MATERIAL SHOWN.
++++++++++

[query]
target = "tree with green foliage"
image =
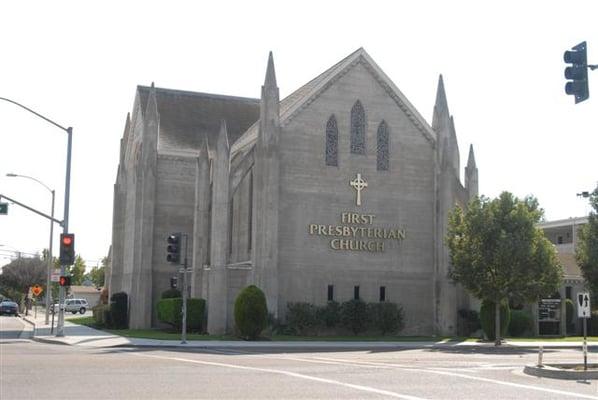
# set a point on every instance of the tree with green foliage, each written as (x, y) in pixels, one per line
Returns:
(497, 252)
(586, 252)
(20, 274)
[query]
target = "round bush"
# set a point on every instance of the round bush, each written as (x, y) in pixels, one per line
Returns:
(521, 322)
(487, 319)
(251, 312)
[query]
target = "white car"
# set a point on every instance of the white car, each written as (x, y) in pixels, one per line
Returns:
(74, 306)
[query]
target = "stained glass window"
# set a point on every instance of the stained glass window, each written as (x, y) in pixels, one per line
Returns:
(382, 150)
(357, 129)
(332, 142)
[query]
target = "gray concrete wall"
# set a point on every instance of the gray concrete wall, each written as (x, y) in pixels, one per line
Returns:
(175, 194)
(403, 197)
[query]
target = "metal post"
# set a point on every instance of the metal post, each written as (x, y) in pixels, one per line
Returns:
(65, 226)
(184, 311)
(48, 280)
(585, 345)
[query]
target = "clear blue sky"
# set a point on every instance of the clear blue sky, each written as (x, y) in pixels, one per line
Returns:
(79, 63)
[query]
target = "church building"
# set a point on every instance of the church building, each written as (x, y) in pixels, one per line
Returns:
(341, 190)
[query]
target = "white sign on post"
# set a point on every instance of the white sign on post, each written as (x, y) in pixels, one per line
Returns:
(583, 305)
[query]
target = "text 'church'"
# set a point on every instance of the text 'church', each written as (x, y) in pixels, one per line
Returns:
(340, 190)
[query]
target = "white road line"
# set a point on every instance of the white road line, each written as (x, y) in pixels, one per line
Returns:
(287, 373)
(475, 378)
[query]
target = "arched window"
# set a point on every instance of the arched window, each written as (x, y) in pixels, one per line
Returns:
(382, 149)
(332, 142)
(357, 129)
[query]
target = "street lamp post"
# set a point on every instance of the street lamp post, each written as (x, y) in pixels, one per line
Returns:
(67, 191)
(49, 246)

++++++++++

DIRECTIONS FOR THIS TASK. Scan the material above for the string "stained" and report each line where you find it.

SOLUTION BELOW.
target = "stained glass window"
# set a point on every instance of the stained glass window, each written as (x, y) in pixels, one per line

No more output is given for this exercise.